- THE REQUEST -
Find every line in the data below that contains the word "white" and copy each of those lines.

Pointing records for named objects
- - - - - - -
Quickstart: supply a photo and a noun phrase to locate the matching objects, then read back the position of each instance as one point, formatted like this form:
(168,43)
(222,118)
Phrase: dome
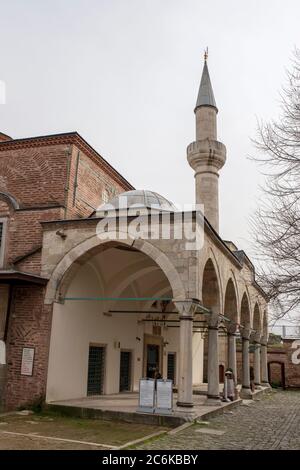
(139,198)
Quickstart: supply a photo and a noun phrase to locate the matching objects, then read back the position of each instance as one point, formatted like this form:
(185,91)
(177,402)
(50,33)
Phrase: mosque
(88,305)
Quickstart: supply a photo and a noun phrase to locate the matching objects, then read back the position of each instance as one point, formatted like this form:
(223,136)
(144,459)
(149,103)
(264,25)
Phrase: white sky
(125,75)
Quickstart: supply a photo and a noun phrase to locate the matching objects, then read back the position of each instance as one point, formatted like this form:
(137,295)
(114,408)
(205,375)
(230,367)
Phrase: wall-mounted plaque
(27,361)
(164,396)
(146,395)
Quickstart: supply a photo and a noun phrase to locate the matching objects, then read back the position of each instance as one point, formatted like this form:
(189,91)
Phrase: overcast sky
(125,75)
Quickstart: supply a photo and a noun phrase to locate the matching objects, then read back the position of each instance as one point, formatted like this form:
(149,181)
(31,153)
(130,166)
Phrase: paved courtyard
(273,422)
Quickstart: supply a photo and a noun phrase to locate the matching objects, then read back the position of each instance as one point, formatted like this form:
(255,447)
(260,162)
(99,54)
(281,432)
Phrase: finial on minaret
(206,54)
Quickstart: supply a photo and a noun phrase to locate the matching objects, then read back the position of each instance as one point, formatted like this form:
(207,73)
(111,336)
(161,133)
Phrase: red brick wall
(37,177)
(87,182)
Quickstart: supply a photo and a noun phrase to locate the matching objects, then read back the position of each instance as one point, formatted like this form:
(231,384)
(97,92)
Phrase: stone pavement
(272,422)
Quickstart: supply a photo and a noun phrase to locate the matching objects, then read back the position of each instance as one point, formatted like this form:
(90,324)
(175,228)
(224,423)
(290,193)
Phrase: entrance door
(125,371)
(96,370)
(153,360)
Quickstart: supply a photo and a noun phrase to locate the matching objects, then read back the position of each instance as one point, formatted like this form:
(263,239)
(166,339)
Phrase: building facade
(92,305)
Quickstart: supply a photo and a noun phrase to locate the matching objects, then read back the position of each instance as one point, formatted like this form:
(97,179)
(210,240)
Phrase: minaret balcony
(207,153)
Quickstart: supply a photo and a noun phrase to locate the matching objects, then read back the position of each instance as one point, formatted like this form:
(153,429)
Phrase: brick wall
(49,179)
(87,184)
(29,326)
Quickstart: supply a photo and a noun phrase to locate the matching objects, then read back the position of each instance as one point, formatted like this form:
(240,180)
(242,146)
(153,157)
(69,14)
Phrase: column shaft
(213,391)
(264,365)
(257,364)
(232,353)
(245,365)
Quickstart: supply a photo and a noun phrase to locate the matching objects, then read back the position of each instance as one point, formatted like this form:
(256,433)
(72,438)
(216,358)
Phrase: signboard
(164,396)
(27,361)
(146,395)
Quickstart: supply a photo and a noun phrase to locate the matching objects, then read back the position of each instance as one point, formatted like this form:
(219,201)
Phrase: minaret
(206,155)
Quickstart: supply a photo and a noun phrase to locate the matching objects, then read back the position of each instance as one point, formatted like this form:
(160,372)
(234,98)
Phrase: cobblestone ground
(273,422)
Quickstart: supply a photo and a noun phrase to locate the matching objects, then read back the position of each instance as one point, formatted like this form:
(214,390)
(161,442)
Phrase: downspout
(67,187)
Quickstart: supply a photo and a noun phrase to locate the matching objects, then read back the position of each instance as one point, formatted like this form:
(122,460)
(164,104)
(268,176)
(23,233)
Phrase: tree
(277,222)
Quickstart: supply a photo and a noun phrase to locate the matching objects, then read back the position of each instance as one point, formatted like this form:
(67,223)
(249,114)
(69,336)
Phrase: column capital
(213,321)
(186,308)
(264,340)
(231,328)
(245,332)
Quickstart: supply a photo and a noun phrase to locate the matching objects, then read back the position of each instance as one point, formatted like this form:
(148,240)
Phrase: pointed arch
(245,315)
(84,251)
(256,324)
(230,302)
(211,294)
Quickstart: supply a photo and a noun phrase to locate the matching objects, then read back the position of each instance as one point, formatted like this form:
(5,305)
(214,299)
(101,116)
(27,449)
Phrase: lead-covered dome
(138,199)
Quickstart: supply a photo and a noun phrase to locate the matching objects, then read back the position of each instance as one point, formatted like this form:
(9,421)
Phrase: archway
(210,288)
(115,321)
(245,312)
(256,319)
(228,342)
(230,304)
(211,299)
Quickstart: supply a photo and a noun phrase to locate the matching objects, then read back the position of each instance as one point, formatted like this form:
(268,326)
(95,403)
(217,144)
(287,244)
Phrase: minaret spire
(206,155)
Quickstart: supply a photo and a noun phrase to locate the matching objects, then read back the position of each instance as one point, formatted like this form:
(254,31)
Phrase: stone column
(255,337)
(186,309)
(213,391)
(264,362)
(231,334)
(246,389)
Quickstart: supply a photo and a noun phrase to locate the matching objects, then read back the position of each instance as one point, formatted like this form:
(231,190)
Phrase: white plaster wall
(76,325)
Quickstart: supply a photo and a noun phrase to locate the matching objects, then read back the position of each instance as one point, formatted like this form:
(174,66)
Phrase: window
(105,196)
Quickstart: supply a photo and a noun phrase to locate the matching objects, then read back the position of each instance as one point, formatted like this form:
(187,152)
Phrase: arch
(211,296)
(70,263)
(10,199)
(230,302)
(245,316)
(256,324)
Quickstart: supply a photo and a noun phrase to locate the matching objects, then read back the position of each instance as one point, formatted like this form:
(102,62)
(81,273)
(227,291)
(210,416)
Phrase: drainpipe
(67,187)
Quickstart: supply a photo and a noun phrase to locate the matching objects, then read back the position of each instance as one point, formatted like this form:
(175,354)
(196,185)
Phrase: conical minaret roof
(205,94)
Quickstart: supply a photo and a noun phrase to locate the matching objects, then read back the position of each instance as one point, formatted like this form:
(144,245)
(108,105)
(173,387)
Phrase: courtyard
(270,422)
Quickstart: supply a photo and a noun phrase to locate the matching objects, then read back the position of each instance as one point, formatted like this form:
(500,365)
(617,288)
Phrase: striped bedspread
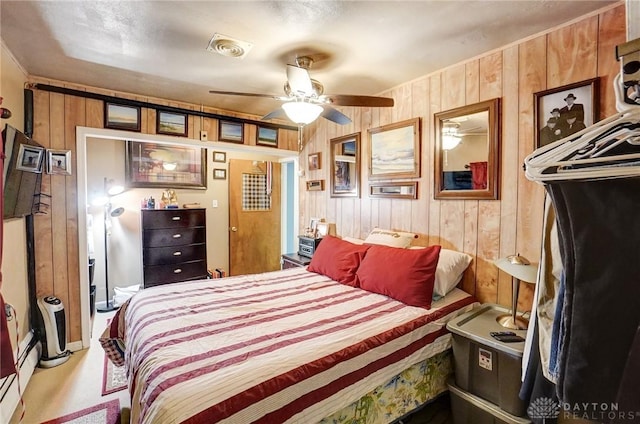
- - - - - - -
- WRITTEN RESPONSE -
Phrase: white sky
Phrase: white plaster wall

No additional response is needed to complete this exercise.